======== RECORDED DATA ========
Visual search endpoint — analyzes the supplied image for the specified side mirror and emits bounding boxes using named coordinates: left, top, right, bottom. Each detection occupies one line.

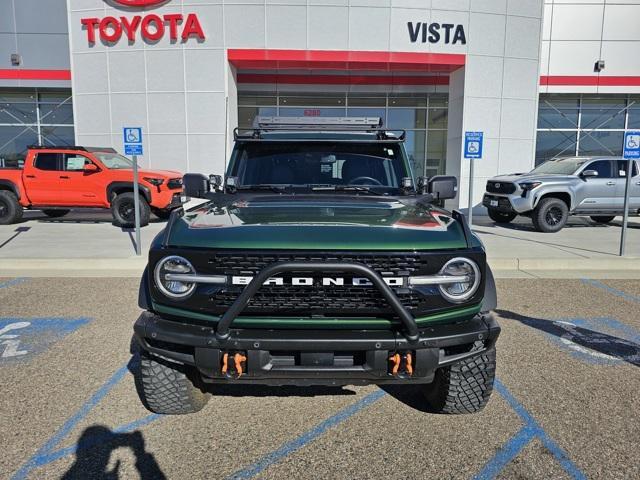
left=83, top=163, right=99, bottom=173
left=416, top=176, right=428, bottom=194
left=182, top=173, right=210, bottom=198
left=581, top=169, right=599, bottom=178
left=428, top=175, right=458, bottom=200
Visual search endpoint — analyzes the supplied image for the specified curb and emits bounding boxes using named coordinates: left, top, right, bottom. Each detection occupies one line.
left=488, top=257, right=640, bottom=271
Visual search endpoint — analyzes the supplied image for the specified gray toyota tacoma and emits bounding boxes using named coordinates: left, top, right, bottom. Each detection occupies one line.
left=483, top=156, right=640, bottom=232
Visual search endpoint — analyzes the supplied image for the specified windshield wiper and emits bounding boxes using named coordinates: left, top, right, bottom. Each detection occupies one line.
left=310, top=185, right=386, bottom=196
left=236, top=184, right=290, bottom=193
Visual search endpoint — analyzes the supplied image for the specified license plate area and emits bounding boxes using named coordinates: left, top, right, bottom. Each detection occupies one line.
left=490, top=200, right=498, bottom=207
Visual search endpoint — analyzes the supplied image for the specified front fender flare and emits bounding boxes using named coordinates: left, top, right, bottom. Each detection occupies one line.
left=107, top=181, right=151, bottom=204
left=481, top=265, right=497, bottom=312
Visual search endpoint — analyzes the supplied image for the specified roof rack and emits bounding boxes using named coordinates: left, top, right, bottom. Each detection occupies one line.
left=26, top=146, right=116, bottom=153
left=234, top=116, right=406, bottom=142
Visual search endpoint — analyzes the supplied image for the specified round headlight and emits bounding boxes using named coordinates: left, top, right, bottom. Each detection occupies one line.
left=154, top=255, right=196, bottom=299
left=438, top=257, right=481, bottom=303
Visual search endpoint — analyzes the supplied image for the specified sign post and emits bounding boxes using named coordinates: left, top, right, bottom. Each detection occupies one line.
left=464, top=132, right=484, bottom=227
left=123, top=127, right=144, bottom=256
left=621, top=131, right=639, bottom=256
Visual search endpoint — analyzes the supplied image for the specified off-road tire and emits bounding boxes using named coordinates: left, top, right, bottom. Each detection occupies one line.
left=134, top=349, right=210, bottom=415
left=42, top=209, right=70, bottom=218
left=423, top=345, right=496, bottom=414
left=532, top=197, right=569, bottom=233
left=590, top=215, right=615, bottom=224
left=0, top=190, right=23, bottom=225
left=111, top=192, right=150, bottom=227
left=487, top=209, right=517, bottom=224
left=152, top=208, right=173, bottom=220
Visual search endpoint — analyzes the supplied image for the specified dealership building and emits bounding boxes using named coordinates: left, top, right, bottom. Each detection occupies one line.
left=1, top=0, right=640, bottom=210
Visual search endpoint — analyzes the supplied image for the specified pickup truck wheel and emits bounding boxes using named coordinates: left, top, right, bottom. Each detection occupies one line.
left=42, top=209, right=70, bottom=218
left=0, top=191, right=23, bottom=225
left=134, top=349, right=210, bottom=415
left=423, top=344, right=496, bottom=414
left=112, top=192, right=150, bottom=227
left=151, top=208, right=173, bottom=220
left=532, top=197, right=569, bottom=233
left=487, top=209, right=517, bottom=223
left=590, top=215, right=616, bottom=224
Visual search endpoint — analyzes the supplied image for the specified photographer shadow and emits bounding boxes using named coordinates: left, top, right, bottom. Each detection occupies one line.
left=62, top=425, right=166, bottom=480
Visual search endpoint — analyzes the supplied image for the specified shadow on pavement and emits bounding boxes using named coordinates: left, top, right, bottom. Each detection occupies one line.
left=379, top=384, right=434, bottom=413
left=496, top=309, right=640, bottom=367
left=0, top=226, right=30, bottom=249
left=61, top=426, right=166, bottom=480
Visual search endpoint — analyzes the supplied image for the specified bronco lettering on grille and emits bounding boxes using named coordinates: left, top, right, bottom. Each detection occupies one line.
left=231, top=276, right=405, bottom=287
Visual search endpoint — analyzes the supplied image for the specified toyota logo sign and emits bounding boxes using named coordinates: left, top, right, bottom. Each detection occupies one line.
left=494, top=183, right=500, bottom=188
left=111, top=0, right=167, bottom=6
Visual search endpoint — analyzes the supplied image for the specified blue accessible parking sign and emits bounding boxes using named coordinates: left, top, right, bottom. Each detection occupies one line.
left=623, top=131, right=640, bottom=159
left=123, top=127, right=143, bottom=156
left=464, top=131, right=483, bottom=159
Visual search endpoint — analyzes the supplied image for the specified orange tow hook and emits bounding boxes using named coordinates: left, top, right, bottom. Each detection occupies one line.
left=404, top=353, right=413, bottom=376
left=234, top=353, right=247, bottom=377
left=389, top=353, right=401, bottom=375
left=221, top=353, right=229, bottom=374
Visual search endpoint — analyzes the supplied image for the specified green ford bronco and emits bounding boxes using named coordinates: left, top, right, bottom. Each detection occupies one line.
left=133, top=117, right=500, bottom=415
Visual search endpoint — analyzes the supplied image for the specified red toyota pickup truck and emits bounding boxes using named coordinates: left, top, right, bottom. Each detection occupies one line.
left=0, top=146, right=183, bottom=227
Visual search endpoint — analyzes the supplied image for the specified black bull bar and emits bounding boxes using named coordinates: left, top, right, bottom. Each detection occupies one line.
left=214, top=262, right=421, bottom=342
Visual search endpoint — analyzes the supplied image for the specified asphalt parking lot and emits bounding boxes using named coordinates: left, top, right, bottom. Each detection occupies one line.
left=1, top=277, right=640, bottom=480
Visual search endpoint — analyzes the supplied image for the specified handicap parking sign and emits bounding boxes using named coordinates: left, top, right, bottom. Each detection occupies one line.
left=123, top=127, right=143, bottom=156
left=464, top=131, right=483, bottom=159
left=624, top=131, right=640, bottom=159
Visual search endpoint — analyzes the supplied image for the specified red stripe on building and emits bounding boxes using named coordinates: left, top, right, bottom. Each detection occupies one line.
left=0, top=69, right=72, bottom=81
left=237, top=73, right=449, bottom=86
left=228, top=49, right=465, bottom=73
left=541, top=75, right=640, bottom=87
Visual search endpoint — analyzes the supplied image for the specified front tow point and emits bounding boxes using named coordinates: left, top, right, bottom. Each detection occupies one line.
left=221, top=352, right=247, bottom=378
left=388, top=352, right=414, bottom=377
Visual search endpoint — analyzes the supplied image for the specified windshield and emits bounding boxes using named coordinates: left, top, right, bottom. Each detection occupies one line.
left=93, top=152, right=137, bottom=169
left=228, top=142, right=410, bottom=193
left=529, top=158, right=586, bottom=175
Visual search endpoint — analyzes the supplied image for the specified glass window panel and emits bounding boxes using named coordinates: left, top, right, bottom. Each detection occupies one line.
========
-- WHAT YOU WILL DO --
Down to the last line, return the entries above exactly, with no pictures.

-- TASK ANSWER --
Visual search endpoint — analyzes the supplied image for the specified side mirror and emits bounding boxes using named coordinates: left, top, right, bottom. Each detection occupies one line.

left=83, top=163, right=99, bottom=173
left=416, top=176, right=428, bottom=194
left=182, top=173, right=210, bottom=198
left=581, top=169, right=599, bottom=178
left=428, top=175, right=458, bottom=200
Visual search endpoint — analyzes the supplied image for the specified curb and emits bounding boxes using named coordinates: left, top, right, bottom. Each detection occupies one line.
left=488, top=257, right=640, bottom=271
Visual search endpoint — analyzes the supplied image for the specified gray toyota tacoma and emits bounding boxes using named coordinates: left, top, right, bottom. Each detection occupies one line.
left=483, top=156, right=640, bottom=232
Visual search endpoint — analyzes the supplied image for the specified windshield wiper and emits bounding boxes using named coordinates: left, top, right, bottom. Each detection occupies one line.
left=310, top=185, right=386, bottom=196
left=236, top=184, right=290, bottom=193
Visual search endpoint — analyzes the supplied image for the specified license plate area and emits bounding boxes using named coordinates: left, top, right, bottom. Each detection occupies one line.
left=490, top=200, right=498, bottom=207
Visual search endpoint — analyzes the supplied image for the specified front fender flare and emits bounding boxes using named coordinates: left, top, right, bottom. Each detection occupies one line.
left=107, top=181, right=151, bottom=204
left=481, top=265, right=497, bottom=312
Visual search endpoint — analyzes the supplied image for the specified roof rack and emits bounding boxes using named coordinates: left, top, right, bottom. Each detection occupies one line.
left=26, top=146, right=116, bottom=153
left=234, top=116, right=406, bottom=142
Visual search endpoint — analyzes the supplied image for the specified round headlight and emits bounding boxes using named coordinates: left, top, right, bottom. Each detection occupies one line.
left=154, top=255, right=196, bottom=299
left=438, top=257, right=481, bottom=303
Visual search endpoint — analyzes the supplied image for the specified sign post and emits bounding boxes using named coordinates: left, top, right, bottom. Each detection occupies one line.
left=464, top=132, right=484, bottom=227
left=123, top=127, right=144, bottom=256
left=621, top=131, right=639, bottom=256
Visual search endpoint — analyzes the supplied image for the specified off-road tire and emits bounding boxes using named coordinates: left, top, right, bottom. Each detection occupies one line.
left=134, top=349, right=210, bottom=415
left=42, top=209, right=70, bottom=218
left=423, top=345, right=496, bottom=414
left=532, top=197, right=569, bottom=233
left=590, top=215, right=615, bottom=224
left=0, top=190, right=23, bottom=225
left=111, top=192, right=150, bottom=227
left=487, top=209, right=517, bottom=224
left=152, top=208, right=173, bottom=220
Visual search endpoint — analyzes the supplied image for the specified dealership building and emits bounding boxes using named coordinates: left, top, right, bottom. Each detection occupies one line.
left=1, top=0, right=640, bottom=210
Visual search endpoint — analyzes the supplied image for the specified pickup truck wheel and emits bounding boxes using named coordinates: left, top, right, bottom. Each detection occupies one line.
left=42, top=209, right=70, bottom=218
left=0, top=191, right=23, bottom=225
left=134, top=349, right=210, bottom=415
left=423, top=344, right=496, bottom=414
left=112, top=192, right=150, bottom=227
left=151, top=208, right=173, bottom=220
left=532, top=197, right=569, bottom=233
left=487, top=209, right=517, bottom=223
left=590, top=215, right=616, bottom=224
Visual search endpoint — analyzes the supplied image for the specified photographer shadow and emits bounding boxes using named coordinates: left, top, right, bottom. Each detection occupies one line.
left=62, top=425, right=166, bottom=480
Visual search endpoint — analyzes the supplied image for the specified shadow on pavement and emits bounding boxes using named coordinates: left, top, right, bottom. Each detection occupies one line.
left=379, top=384, right=434, bottom=413
left=496, top=309, right=640, bottom=367
left=0, top=226, right=30, bottom=249
left=61, top=426, right=166, bottom=480
Visual search endpoint — analyzes the supplied image for the specified bronco lettering on grille and emits bounding boxes using named coordinates: left, top, right, bottom. Each detection occupies one line.
left=231, top=276, right=405, bottom=287
Visual search endpoint — analyzes the supplied image for the specified toyota logo sign and emits bounding boxes using named coordinates: left, top, right, bottom. Each detection occupies one line.
left=494, top=183, right=500, bottom=188
left=111, top=0, right=167, bottom=6
Visual search endpoint — analyzes the supplied image for the specified blue accessible parking sign and emits bounding boxes using named coordinates: left, top, right, bottom. Each detection occupies one line.
left=623, top=131, right=640, bottom=159
left=123, top=127, right=143, bottom=156
left=464, top=131, right=483, bottom=159
Visual search endpoint — analyzes the supplied image for the specified orange tow hook and emits bounding boxes using named coordinates: left, top, right, bottom. Each detection occupies one line.
left=404, top=353, right=413, bottom=376
left=234, top=353, right=247, bottom=377
left=389, top=353, right=401, bottom=375
left=221, top=353, right=229, bottom=374
Visual search endpoint — analyzes the supplied image for the specified green ford bronco and emits bounding boxes using named coordinates: left, top, right, bottom. Each detection occupies one line.
left=133, top=117, right=500, bottom=415
Visual search endpoint — analyzes the supplied image for the specified red toyota pickup truck and emits bounding boxes using named coordinates: left, top, right, bottom. Each detection occupies one line.
left=0, top=146, right=183, bottom=227
Visual search endpoint — analyzes the supplied image for the specified black bull bar and emits bounding boxes using named coordinates: left, top, right, bottom. Each detection occupies one line.
left=214, top=262, right=421, bottom=342
Visual search endpoint — analyzes the supplied image for the specified asphalt parking lot and emits bounding boxes using named coordinates: left, top, right, bottom. Each detection occupies one line.
left=1, top=277, right=640, bottom=480
Visual search endpoint — analyzes the supplied image for the specified handicap parking sign and emits bounding boxes using named coordinates: left, top, right, bottom. Each detection occupies one line.
left=123, top=127, right=143, bottom=156
left=464, top=131, right=483, bottom=159
left=624, top=131, right=640, bottom=159
Visual search endpoint — analyzes the supplied image for the specified red stripe on building and emits bounding boxes using named coordinates: left, top, right, bottom. Each detection occupies one line.
left=0, top=69, right=72, bottom=81
left=237, top=73, right=449, bottom=86
left=228, top=49, right=465, bottom=73
left=541, top=75, right=640, bottom=87
Visual search endpoint — analyzes the supplied image for the specified front tow point and emits bounding boxes using named coordinates: left, top, right, bottom. Each detection occupies one line.
left=221, top=352, right=247, bottom=378
left=388, top=352, right=414, bottom=377
Visual search endpoint — analyzes the supplied image for the specified windshield and emits bounding boxes using named coordinates: left, top, right, bottom. Each detection occupies one line.
left=93, top=152, right=137, bottom=169
left=228, top=142, right=410, bottom=193
left=529, top=158, right=586, bottom=175
Visual search endpoint — analyzes the supplied image for the specified glass window panel and emits bounding boxes using named coordinates: left, top, right, bottom. Each detection occupies one line.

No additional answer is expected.